● **Task objective**: Your answer must be an exact copy of all the entries.

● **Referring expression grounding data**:
Content starts
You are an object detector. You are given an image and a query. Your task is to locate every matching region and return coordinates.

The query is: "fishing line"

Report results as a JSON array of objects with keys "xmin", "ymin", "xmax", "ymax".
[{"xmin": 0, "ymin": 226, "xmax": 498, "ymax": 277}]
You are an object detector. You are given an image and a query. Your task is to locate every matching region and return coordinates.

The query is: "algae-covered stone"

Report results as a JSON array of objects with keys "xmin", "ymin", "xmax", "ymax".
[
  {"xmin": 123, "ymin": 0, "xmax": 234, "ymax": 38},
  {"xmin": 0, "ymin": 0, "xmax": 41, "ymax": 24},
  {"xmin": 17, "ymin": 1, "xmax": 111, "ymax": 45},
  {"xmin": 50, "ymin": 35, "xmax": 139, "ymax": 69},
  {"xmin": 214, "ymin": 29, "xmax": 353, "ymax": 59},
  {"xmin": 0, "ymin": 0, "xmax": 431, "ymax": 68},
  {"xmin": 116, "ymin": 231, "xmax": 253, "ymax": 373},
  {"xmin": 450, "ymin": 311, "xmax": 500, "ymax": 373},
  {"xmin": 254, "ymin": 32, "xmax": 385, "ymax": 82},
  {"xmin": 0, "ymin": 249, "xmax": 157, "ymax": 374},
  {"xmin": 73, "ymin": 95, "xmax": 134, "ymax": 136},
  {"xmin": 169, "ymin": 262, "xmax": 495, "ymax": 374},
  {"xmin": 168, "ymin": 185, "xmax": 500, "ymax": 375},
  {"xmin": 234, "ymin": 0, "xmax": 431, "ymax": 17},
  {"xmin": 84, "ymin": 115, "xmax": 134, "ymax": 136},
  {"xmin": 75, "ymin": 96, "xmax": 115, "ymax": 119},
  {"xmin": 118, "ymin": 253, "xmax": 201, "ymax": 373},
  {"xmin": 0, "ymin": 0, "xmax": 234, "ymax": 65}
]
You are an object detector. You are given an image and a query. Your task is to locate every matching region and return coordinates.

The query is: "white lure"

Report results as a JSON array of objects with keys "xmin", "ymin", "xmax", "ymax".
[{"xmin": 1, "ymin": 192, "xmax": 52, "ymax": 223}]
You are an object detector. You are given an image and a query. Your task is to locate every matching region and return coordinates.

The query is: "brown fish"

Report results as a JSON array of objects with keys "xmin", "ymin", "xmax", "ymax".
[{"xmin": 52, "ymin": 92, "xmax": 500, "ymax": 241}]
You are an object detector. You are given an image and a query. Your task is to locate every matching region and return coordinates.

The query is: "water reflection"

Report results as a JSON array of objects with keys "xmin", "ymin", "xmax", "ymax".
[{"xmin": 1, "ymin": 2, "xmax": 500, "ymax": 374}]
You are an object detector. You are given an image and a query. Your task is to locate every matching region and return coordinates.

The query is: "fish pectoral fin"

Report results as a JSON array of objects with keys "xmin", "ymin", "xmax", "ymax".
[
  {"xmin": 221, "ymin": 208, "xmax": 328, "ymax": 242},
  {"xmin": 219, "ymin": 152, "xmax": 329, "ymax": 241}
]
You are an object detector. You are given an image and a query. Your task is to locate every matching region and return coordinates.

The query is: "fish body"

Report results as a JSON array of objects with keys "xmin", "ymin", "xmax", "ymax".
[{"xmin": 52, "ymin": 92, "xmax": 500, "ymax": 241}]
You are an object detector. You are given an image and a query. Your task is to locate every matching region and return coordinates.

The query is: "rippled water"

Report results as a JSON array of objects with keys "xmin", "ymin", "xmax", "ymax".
Content ends
● **Response**:
You are an object detector. You are given an image and a query. Your task is to locate every matching region and return coordinates.

The query is: "fishing line"

Report results as a JSON array of objects with keys "xmin", "ymin", "xmax", "ymax".
[{"xmin": 0, "ymin": 226, "xmax": 498, "ymax": 277}]
You are an object detector. You are given an image and a query. Your task is to locate every matching region and return coordinates.

The query is: "algae-covered stone"

Report results as a JSON array of objects with keys "xmin", "ymin", "xmax", "ymax".
[
  {"xmin": 123, "ymin": 0, "xmax": 234, "ymax": 38},
  {"xmin": 0, "ymin": 0, "xmax": 41, "ymax": 24},
  {"xmin": 17, "ymin": 1, "xmax": 111, "ymax": 45},
  {"xmin": 50, "ymin": 35, "xmax": 139, "ymax": 69},
  {"xmin": 214, "ymin": 29, "xmax": 353, "ymax": 59},
  {"xmin": 0, "ymin": 0, "xmax": 431, "ymax": 68},
  {"xmin": 116, "ymin": 231, "xmax": 253, "ymax": 373},
  {"xmin": 450, "ymin": 311, "xmax": 500, "ymax": 373},
  {"xmin": 254, "ymin": 32, "xmax": 385, "ymax": 82},
  {"xmin": 0, "ymin": 249, "xmax": 157, "ymax": 374},
  {"xmin": 73, "ymin": 95, "xmax": 134, "ymax": 136},
  {"xmin": 169, "ymin": 262, "xmax": 495, "ymax": 374},
  {"xmin": 168, "ymin": 185, "xmax": 500, "ymax": 375},
  {"xmin": 234, "ymin": 0, "xmax": 431, "ymax": 17},
  {"xmin": 84, "ymin": 115, "xmax": 134, "ymax": 136},
  {"xmin": 75, "ymin": 96, "xmax": 115, "ymax": 119},
  {"xmin": 118, "ymin": 253, "xmax": 201, "ymax": 373},
  {"xmin": 0, "ymin": 0, "xmax": 234, "ymax": 65}
]
You are an object detector. You are given an image and a query. Your task is to locate every matching region and return coordinates.

The query is: "white lure"

Report results as a JSON array of objects with keys "xmin", "ymin", "xmax", "ymax".
[{"xmin": 1, "ymin": 192, "xmax": 52, "ymax": 223}]
You are an object detector. You are given an image and a query. Your task is to locate every matching region and return coordinates.

The query is: "brown fish"

Report results as a JSON array of objects with keys "xmin", "ymin", "xmax", "ymax".
[{"xmin": 52, "ymin": 92, "xmax": 500, "ymax": 241}]
You are an object detector. You are given an image and a query. Your task is to locate every matching region and return coordinates.

The query is: "water reflection"

Report results as a JSON array of objects with keys "xmin", "ymin", "xmax", "ymax".
[{"xmin": 1, "ymin": 2, "xmax": 500, "ymax": 374}]
You are an object detector. You are given an image and a query. Your task is to locate every matching region and return coordinates.

The query is: "fish pectoral fin"

Report results as a JSON array of objects with keys "xmin", "ymin", "xmax", "ymax".
[
  {"xmin": 221, "ymin": 208, "xmax": 328, "ymax": 242},
  {"xmin": 219, "ymin": 152, "xmax": 329, "ymax": 241}
]
You are an object detector. You are given an image and a query. Your task is to locate every matching region and return coordinates.

The query is: "fish body"

Report results as a JSON array of objects with keys "xmin", "ymin", "xmax", "ymax".
[{"xmin": 52, "ymin": 92, "xmax": 500, "ymax": 241}]
You are an object detector. You are given an image and a query. Your task is to locate every matching region and return coordinates.

The query is: "rippled water"

Report results as a JSON array of objects with keys "xmin", "ymin", "xmax", "ymax".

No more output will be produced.